Passage to read
::::::::

Senate debates

Thursday, 4 February 2021

Bills

Aged Care Legislation Amendment (Serious Incident Response Scheme and Other Measures) Bill 2020; Second Reading

11:22 am

Photo of Helen PolleyHelen Polley (Tasmania, Australian Labor Party) Share this | Hansard source

I rise to speak on the Aged Care Legislation Amendment (Serious Incident Response Scheme and Other Measures) Bill 2020. This legislation is long overdue. It's implementing some of the key recommendations of the Australian Law Reform Commission's report into elder abuse, which was tabled in 2017, so it's been almost four years before we've seen the Liberal government finally starting to act. In the report the Australian Law Reform Commission said that its 43 recommendations were timely, and its cornerstone recommendation was a national plan to develop and combat elder abuse.

::::::::

Region labeling records:

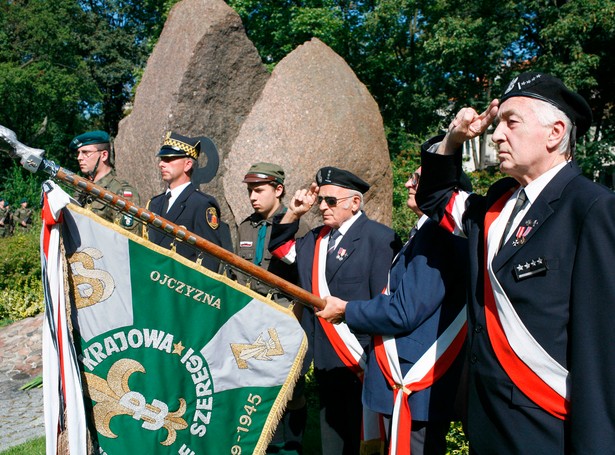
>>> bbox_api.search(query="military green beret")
[243,163,284,185]
[68,131,111,151]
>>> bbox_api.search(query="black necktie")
[161,191,171,215]
[500,189,527,248]
[327,229,342,254]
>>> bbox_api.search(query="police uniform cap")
[68,131,111,151]
[156,131,201,160]
[316,166,369,194]
[500,72,592,137]
[243,163,284,185]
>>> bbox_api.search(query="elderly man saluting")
[417,73,615,455]
[269,167,401,455]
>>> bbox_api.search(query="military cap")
[156,131,201,160]
[243,163,284,185]
[68,131,111,151]
[500,73,592,137]
[316,166,369,193]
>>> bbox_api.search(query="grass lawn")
[0,437,45,455]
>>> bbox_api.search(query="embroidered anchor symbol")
[85,359,188,446]
[231,329,284,370]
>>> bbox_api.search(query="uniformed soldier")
[68,131,141,235]
[0,198,11,237]
[237,163,308,454]
[148,132,232,272]
[13,198,32,232]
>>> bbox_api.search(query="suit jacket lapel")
[326,213,367,282]
[165,183,194,221]
[492,163,581,271]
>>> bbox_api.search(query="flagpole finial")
[0,125,45,173]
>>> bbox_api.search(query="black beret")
[316,167,369,193]
[243,163,284,185]
[500,73,592,137]
[156,131,201,160]
[68,131,111,151]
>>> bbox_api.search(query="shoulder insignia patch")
[205,207,219,229]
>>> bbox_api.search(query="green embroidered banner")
[62,205,306,455]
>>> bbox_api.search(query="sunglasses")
[77,150,103,158]
[316,196,354,207]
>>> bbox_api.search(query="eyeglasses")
[316,196,354,207]
[77,150,104,158]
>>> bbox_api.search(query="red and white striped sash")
[312,226,366,377]
[484,193,569,420]
[312,226,384,454]
[374,282,467,455]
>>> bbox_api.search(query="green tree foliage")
[228,0,615,183]
[0,218,43,320]
[0,0,177,200]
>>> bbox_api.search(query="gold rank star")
[173,341,186,355]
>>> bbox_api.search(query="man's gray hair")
[532,99,572,154]
[348,189,363,210]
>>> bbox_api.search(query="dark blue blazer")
[346,220,468,421]
[269,214,401,370]
[148,183,232,272]
[417,139,615,455]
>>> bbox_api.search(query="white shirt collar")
[165,182,190,212]
[338,210,363,238]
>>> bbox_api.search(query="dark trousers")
[314,367,363,455]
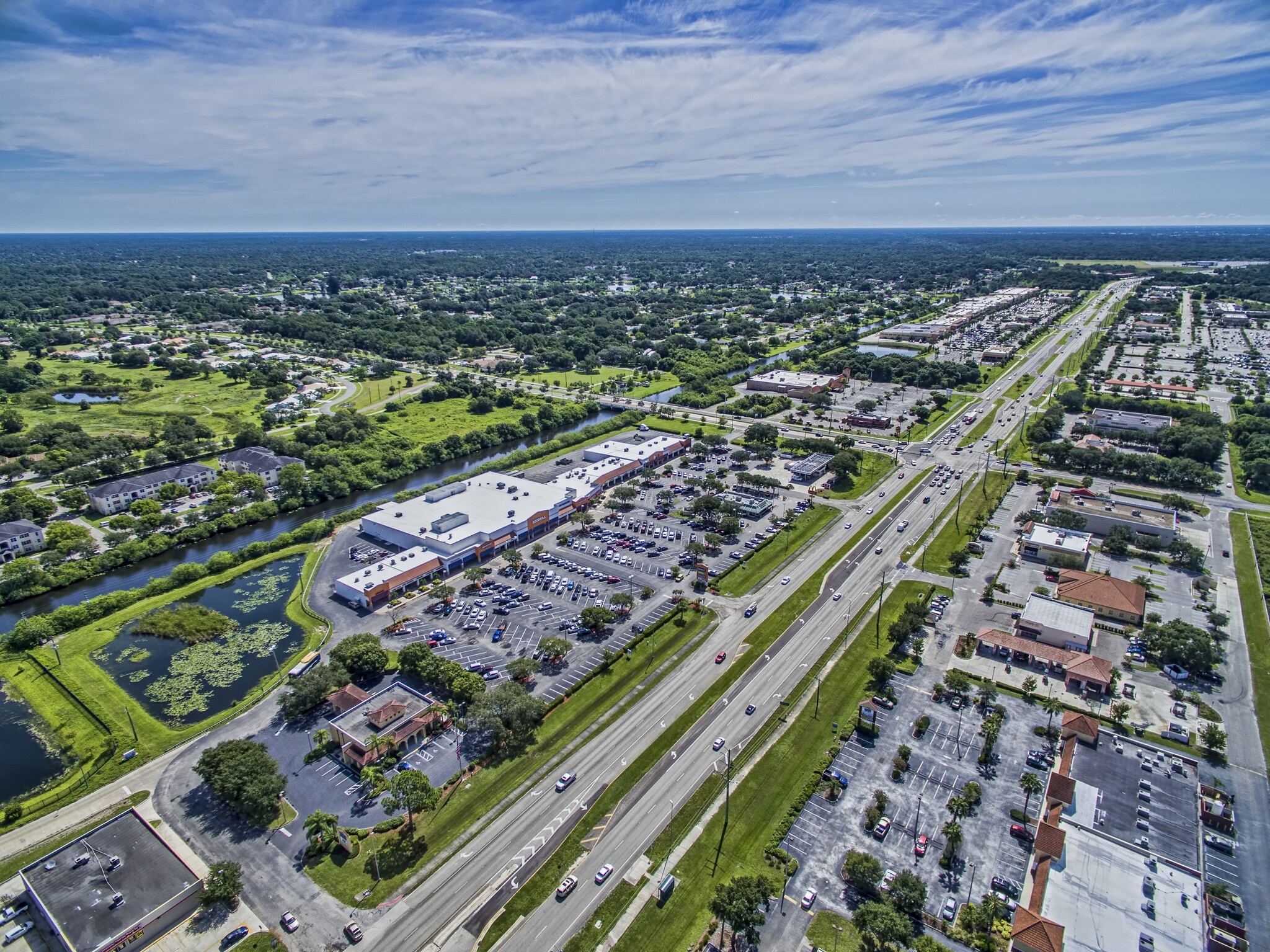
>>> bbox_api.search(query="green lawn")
[0,546,324,814]
[350,371,419,410]
[817,450,895,499]
[517,364,682,400]
[925,472,1015,575]
[1231,513,1270,760]
[14,358,264,435]
[642,414,732,437]
[616,581,949,952]
[306,612,714,907]
[1225,443,1270,504]
[957,398,1006,447]
[1111,486,1209,517]
[905,393,975,439]
[1006,373,1036,400]
[714,505,842,595]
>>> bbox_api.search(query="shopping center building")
[335,435,692,608]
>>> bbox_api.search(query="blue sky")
[0,0,1270,233]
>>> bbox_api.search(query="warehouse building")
[1085,406,1173,433]
[790,453,833,483]
[1015,593,1093,651]
[20,810,203,952]
[87,463,217,515]
[216,447,305,486]
[1018,523,1092,565]
[1046,487,1179,546]
[335,435,692,608]
[745,371,847,400]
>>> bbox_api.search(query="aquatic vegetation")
[133,602,238,644]
[234,565,292,612]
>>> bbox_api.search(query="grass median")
[957,398,1006,447]
[923,472,1015,575]
[479,484,930,952]
[1229,513,1270,762]
[305,610,715,907]
[615,581,948,952]
[715,505,842,595]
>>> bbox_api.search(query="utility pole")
[874,569,887,647]
[722,747,732,829]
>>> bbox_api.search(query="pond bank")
[0,543,326,817]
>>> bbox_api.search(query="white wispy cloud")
[0,0,1270,228]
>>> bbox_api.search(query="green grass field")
[616,581,951,952]
[376,398,538,443]
[16,358,264,437]
[0,546,324,815]
[817,450,895,499]
[957,398,1006,447]
[715,505,842,595]
[1231,513,1270,759]
[305,612,714,907]
[923,472,1015,575]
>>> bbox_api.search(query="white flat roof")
[582,433,686,463]
[335,546,437,592]
[1040,822,1204,952]
[362,472,573,548]
[1018,593,1093,641]
[1024,524,1091,554]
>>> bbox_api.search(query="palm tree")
[361,764,383,797]
[305,810,339,853]
[940,820,961,860]
[1018,772,1041,816]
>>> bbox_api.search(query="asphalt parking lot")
[390,510,730,701]
[1072,737,1199,870]
[781,669,1046,915]
[253,674,477,832]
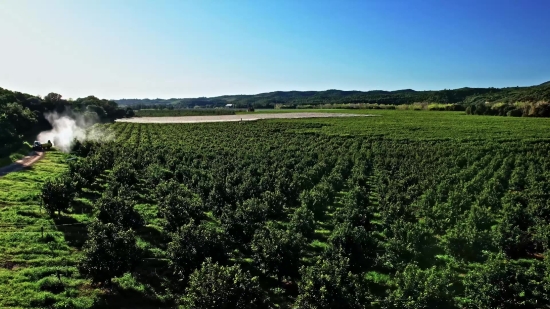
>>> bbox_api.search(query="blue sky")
[0,0,550,99]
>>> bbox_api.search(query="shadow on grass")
[53,215,88,249]
[17,210,47,219]
[91,287,173,309]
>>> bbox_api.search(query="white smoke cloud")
[37,112,111,152]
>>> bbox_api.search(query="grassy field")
[0,110,550,308]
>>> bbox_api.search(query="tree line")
[0,88,133,157]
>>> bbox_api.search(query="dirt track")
[0,151,44,177]
[116,113,371,123]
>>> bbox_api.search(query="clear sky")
[0,0,550,99]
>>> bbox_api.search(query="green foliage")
[220,199,267,244]
[295,256,368,309]
[156,180,204,232]
[78,221,140,284]
[183,259,269,309]
[251,222,306,280]
[94,194,143,230]
[288,206,315,239]
[166,222,227,280]
[382,264,460,309]
[40,174,76,215]
[464,254,548,308]
[136,108,235,117]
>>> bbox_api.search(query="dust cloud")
[36,112,110,152]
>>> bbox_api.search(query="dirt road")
[115,113,372,123]
[0,151,44,177]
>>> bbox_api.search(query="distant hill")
[115,81,550,108]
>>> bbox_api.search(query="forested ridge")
[0,88,133,157]
[116,82,550,108]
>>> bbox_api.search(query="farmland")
[0,110,550,308]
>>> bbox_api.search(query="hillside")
[115,82,550,108]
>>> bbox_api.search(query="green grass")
[0,152,103,308]
[239,109,550,141]
[0,109,550,308]
[0,142,32,167]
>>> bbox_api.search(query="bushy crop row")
[43,122,550,308]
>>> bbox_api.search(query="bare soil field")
[116,113,372,123]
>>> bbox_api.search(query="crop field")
[136,108,235,117]
[0,110,550,308]
[116,112,371,123]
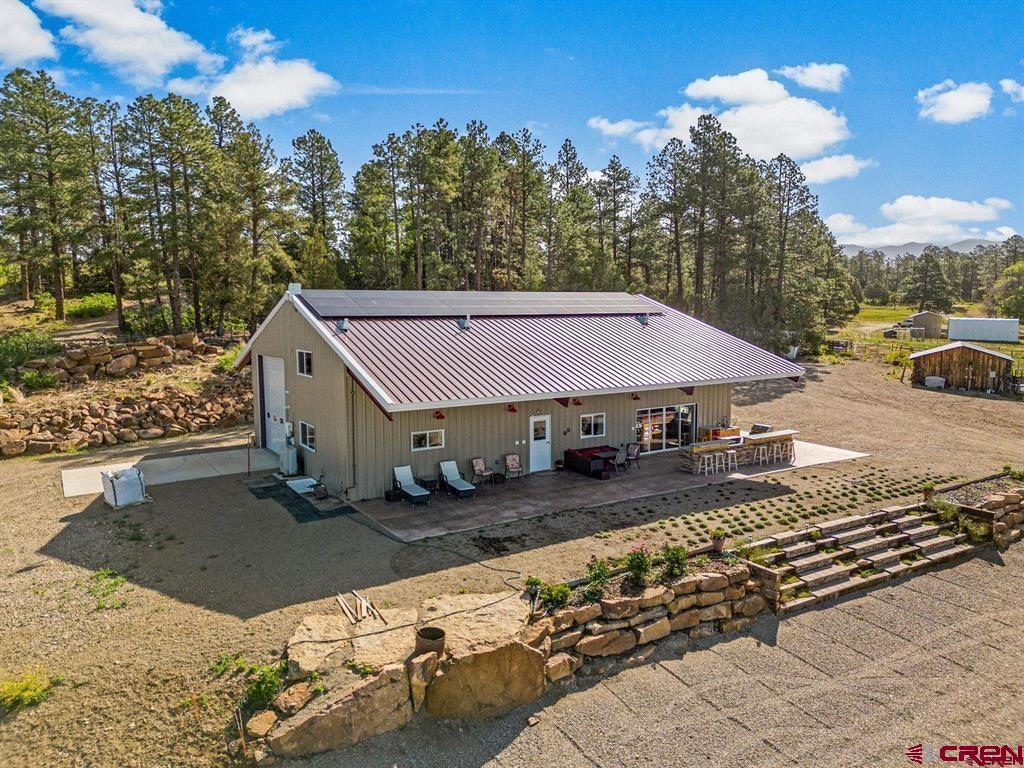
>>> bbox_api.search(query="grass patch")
[88,568,128,610]
[0,668,60,713]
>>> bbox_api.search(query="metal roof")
[301,289,660,317]
[909,341,1014,362]
[294,291,804,412]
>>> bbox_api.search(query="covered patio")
[352,440,867,542]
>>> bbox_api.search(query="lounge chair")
[470,458,495,482]
[626,442,640,469]
[438,461,476,499]
[505,454,522,479]
[608,447,627,475]
[391,464,430,504]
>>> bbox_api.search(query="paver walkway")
[286,546,1024,768]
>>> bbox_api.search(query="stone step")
[850,534,906,557]
[914,534,967,555]
[782,541,818,560]
[817,512,886,535]
[835,525,874,546]
[800,564,857,592]
[924,537,979,565]
[790,549,849,577]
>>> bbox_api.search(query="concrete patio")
[352,440,867,542]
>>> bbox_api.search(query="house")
[946,317,1021,344]
[910,341,1014,392]
[236,285,804,501]
[907,309,946,339]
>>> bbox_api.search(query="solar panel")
[302,290,660,317]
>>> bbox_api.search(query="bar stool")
[697,454,715,475]
[754,442,768,466]
[715,451,725,474]
[725,450,739,472]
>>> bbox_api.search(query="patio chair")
[505,454,522,480]
[438,461,476,499]
[626,442,640,469]
[608,447,626,475]
[391,464,430,504]
[470,458,495,482]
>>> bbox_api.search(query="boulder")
[544,653,580,682]
[575,629,637,656]
[601,597,640,620]
[266,667,411,757]
[246,710,278,738]
[669,608,700,632]
[636,616,672,645]
[103,354,138,376]
[697,573,729,592]
[273,682,316,715]
[696,592,725,607]
[427,633,548,720]
[0,440,28,459]
[406,651,438,712]
[732,595,765,616]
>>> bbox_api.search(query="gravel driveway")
[291,547,1024,768]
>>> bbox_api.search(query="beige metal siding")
[252,304,352,493]
[351,384,732,500]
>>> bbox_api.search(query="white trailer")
[946,317,1021,344]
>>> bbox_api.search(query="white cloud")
[918,80,992,125]
[36,0,223,87]
[210,56,338,120]
[587,115,647,138]
[999,78,1024,101]
[775,61,850,93]
[167,27,339,120]
[683,69,790,104]
[588,69,850,160]
[800,155,876,184]
[825,195,1016,248]
[0,0,57,69]
[227,27,281,56]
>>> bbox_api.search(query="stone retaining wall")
[20,333,224,384]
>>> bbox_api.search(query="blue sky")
[6,0,1024,246]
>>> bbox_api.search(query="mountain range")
[840,238,992,258]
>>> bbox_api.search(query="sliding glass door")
[636,402,697,454]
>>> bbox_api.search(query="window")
[413,429,444,451]
[580,414,604,437]
[299,421,316,454]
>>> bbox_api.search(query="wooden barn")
[910,341,1014,392]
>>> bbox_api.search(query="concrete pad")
[60,449,278,499]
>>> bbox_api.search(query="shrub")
[662,545,686,582]
[0,331,57,370]
[626,544,651,585]
[67,293,117,317]
[242,662,287,711]
[0,668,60,712]
[541,584,572,609]
[22,371,57,392]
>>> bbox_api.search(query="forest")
[0,70,1024,349]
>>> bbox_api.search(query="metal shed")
[910,341,1014,392]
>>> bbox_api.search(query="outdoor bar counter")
[679,429,799,473]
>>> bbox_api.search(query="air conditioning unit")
[278,445,299,475]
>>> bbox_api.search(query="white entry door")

::::::::

Work to complete
Using the Senate debate transcript, answer each question briefly.
(a) On what date did the debate take place?
(b) What time is recorded before the speech begins?
(c) How many recommendations did the Australian Law Reform Commission's report on elder abuse contain?

Answer to this task
(a) Thursday, 4 February 2021
(b) 11:22 am
(c) 43